═════ Given text
Oral History Interview with
Erling Wikborg

Member of Parliament, Norway, 1945-49

Oslo, Norway
May 21, 1964
By Philip C. Brooks

[Notices and Restrictions | Interview Transcript | List of Subjects Discussed]

 


Notice
This is a transcript of a tape-recorded interview conducted for the Harry S. Truman Library. A draft of this transcript was edited by the interviewee but only minor emendations were made; therefore, the reader should remember that this is essentially a transcript of the spoken, rather than the written word.

Numbers appearing in square brackets (ex. [45]) within the transcript indicate the pagination in the original, hardcopy version of the oral history interview.

RESTRICTIONS
This oral history transcript may be read, quoted from, cited, and reproduced for purposes of research. It may not be published in full except by permission of the Harry S. Truman Library.

Opened January 1966
Harry S. Truman Library
Independence, Missouri

 

[Top of the Page | Notices and Restrictions | Interview Transcript | List of Subjects Discussed]

 



Oral History Interview with
Erling Wikborg

 

Oslo, Norway
May 21, 1964
By Philip C. Brooks

[i]

THE INTERNATIONAL WHO'S WHO 1964-65

Wikborg, Erling; Norwegian politician; b. 94; ed. Oslo Univ., and legal studies in France and England. Councillor, Supreme Court; mem. of Storting (Parl.) 45-49, 54-, Minister of Foreign Affairs Aug. 63; Chair. Christian People's Party. c/o Ministry of Foreign Affairs, Oslo, Norway.

My interview with Mr. Wikborg was set up by Mr. Douglass Ballentine, the Counsellor of the American Embassy in Oslo, on the basis of my previous letter to the Ambassador. .As in several cases, however, I did not know about Mr. Wikborg until I arrived in Oslo, and therefore was not able to do any background study on him other than the biographical sketch in the International Who's Who.

Mr. Wikborg is a lawyer in Oslo, and was Foreign Minister of Norway for one month.

[1]

DR. PHILIP C. BROOKS: Mr. Wikborg, would you start, please, by telling me something of your activity in the late forties? You were a member of Parliament, I believe.

MR. ERLING WIKBORG: Yes, I became a member of Parliament just after the war and I have been a member of Parliament for twelve years. For the latter part of my period in the Parliament, I was a member of the Foreign Relations Committee.

BROOKS: And you represented what party?

[2]

WIKBORG: The Christian People's Party, which was a new party after the war. Well, it existed also before the war, but not on a big scale. We became a country-wide party after the war.

BROOKS: Should I think of this as an opposition party?

WIKBORG: No, we wanted to cooperate as much as possible with the others. There was very little opposition, you see, in this country to start with after the war because we were so eager in rebuilding our country and we were cooperating so very well also in the political line.

BROOKS: Then, you were later in the Cabinet, were you not?
══════════
§ **Task 1**
Extract the passage of the Wikborg interview that runs from "THE INTERNATIONAL WHO'S WHO 1964-65" up to and including "for one month.", copying it word for word.
═════ Records to use
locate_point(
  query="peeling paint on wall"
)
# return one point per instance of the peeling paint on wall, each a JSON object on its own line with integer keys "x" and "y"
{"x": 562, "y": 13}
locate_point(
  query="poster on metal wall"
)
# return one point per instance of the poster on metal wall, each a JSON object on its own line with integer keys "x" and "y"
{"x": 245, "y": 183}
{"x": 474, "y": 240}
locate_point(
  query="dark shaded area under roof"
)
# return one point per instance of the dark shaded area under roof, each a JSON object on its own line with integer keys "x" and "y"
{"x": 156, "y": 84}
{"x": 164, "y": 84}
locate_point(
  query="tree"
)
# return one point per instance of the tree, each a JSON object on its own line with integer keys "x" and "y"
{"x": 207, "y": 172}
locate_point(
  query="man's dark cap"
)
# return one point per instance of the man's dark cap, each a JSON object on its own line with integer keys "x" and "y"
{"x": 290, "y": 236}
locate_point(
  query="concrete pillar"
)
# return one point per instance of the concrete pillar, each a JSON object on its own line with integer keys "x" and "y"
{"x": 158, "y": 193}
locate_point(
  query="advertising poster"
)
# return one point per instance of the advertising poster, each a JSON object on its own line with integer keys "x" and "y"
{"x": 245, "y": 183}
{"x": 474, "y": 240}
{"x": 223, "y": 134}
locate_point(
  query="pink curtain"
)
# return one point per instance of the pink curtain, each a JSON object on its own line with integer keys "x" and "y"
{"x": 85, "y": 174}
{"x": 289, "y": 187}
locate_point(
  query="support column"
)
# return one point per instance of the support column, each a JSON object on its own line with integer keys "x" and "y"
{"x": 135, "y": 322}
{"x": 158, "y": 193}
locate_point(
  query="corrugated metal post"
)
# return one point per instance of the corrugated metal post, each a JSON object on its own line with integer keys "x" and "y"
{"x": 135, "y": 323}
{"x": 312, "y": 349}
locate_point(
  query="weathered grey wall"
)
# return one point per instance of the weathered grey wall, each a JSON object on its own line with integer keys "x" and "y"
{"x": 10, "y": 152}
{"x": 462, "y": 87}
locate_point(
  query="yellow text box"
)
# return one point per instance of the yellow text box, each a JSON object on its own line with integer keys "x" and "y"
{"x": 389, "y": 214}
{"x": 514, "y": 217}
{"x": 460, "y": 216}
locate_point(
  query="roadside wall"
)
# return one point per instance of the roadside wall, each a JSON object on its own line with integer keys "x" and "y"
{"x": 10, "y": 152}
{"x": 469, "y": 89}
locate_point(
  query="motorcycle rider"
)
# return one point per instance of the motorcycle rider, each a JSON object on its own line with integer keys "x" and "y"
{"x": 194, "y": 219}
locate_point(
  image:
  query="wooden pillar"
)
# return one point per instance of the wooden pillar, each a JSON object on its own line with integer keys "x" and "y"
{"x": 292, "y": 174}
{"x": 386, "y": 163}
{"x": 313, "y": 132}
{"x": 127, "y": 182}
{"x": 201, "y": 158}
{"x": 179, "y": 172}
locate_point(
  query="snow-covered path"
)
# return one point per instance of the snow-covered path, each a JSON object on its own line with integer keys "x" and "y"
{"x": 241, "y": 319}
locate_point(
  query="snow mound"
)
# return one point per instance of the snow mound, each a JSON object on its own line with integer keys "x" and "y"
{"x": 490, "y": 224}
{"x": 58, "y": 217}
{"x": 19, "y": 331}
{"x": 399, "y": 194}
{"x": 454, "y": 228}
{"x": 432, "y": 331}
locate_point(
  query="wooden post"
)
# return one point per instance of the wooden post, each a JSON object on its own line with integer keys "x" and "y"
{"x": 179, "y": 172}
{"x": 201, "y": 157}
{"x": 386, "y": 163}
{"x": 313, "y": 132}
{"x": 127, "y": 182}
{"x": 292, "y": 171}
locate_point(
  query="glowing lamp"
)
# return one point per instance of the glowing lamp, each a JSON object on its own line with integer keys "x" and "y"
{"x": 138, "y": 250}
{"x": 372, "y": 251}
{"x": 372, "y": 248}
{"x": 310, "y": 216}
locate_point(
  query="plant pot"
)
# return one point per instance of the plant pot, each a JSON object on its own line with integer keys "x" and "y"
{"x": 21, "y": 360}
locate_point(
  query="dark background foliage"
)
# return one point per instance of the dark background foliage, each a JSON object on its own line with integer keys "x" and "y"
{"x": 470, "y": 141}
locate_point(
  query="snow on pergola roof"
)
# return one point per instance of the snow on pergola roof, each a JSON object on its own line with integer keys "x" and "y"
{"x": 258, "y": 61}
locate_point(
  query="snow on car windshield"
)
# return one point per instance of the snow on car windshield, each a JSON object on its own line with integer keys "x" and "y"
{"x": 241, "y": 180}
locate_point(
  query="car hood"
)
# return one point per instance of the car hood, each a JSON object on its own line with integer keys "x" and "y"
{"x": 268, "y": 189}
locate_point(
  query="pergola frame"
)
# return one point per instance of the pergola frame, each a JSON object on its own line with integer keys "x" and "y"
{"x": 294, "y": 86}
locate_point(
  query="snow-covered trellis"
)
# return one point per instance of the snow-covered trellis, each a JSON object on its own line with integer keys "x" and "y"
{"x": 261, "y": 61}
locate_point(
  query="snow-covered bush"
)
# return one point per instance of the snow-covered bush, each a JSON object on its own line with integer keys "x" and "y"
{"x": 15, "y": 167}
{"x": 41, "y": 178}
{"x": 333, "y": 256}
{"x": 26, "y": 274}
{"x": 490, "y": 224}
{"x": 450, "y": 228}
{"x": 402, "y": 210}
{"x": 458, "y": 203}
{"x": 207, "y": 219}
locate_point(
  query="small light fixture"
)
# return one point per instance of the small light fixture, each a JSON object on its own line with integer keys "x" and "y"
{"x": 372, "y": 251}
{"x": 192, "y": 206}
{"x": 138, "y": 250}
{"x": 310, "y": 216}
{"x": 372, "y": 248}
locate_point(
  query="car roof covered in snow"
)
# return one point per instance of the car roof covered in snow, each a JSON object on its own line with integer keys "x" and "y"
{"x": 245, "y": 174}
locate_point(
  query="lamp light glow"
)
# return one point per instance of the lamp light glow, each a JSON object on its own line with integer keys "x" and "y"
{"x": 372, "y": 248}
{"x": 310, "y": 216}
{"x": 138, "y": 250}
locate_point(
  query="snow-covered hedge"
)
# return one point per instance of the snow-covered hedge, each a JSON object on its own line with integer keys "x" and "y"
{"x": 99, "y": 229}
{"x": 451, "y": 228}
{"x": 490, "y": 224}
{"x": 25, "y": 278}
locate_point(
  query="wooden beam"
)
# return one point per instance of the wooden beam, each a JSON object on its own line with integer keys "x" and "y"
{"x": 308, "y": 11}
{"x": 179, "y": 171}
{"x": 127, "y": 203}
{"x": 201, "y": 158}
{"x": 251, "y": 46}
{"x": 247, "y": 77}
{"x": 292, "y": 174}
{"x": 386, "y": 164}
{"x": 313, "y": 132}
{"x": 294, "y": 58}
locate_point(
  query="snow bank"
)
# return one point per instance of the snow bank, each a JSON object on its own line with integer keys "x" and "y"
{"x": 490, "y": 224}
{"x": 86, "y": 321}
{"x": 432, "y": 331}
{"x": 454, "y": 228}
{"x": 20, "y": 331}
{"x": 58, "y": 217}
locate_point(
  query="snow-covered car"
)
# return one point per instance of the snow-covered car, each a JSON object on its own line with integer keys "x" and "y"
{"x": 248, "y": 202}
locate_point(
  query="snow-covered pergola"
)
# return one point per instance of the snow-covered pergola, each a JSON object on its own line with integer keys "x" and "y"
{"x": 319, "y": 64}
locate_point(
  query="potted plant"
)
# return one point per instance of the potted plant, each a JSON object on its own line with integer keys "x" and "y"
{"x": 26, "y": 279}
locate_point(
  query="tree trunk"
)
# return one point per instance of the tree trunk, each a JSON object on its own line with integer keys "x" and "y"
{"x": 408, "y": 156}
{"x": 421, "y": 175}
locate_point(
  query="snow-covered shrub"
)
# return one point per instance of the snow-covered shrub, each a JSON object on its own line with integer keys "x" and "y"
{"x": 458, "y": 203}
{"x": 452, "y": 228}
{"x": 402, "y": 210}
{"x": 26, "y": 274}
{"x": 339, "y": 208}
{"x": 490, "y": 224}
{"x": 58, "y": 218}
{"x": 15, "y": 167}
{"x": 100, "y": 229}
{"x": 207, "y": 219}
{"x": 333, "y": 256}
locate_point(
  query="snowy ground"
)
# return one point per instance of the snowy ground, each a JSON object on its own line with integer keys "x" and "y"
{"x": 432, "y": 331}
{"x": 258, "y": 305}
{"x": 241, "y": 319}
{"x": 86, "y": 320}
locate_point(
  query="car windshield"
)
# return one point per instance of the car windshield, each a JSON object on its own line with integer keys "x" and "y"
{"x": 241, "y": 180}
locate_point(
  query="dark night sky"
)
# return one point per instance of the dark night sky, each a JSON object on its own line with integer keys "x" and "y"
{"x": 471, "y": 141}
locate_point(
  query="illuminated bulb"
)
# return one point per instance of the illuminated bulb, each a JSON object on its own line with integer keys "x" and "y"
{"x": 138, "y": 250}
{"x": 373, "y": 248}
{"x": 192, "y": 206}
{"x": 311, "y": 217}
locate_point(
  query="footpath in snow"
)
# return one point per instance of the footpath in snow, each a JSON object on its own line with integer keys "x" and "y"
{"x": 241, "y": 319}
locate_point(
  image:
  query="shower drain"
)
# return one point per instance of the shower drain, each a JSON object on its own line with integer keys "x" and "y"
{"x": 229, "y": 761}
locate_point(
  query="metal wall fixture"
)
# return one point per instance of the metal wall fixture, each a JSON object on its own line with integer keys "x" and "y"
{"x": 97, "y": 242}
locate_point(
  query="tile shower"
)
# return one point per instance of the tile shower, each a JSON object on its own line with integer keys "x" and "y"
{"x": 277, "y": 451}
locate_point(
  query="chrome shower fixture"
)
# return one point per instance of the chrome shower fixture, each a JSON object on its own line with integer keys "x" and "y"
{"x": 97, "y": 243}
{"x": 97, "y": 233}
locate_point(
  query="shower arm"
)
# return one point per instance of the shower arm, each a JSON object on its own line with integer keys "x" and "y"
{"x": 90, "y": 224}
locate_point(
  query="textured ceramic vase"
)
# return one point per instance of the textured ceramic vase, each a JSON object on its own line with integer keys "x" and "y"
══════════
§ **Task 2**
Count the lines of the records that contain the string "bush" and reply with the number alone.

§ **Correct output 1**
THE INTERNATIONAL WHO'S WHO 1964-65

Wikborg, Erling; Norwegian politician; b. 94; ed. Oslo Univ., and legal studies in France and England. Councillor, Supreme Court; mem. of Storting (Parl.) 45-49, 54-, Minister of Foreign Affairs Aug. 63; Chair. Christian People's Party. c/o Ministry of Foreign Affairs, Oslo, Norway.

My interview with Mr. Wikborg was set up by Mr. Douglass Ballentine, the Counsellor of the American Embassy in Oslo, on the basis of my previous letter to the Ambassador. .As in several cases, however, I did not know about Mr. Wikborg until I arrived in Oslo, and therefore was not able to do any background study on him other than the biographical sketch in the International Who's Who.

Mr. Wikborg is a lawyer in Oslo, and was Foreign Minister of Norway for one month.

§ **Correct output 2**
2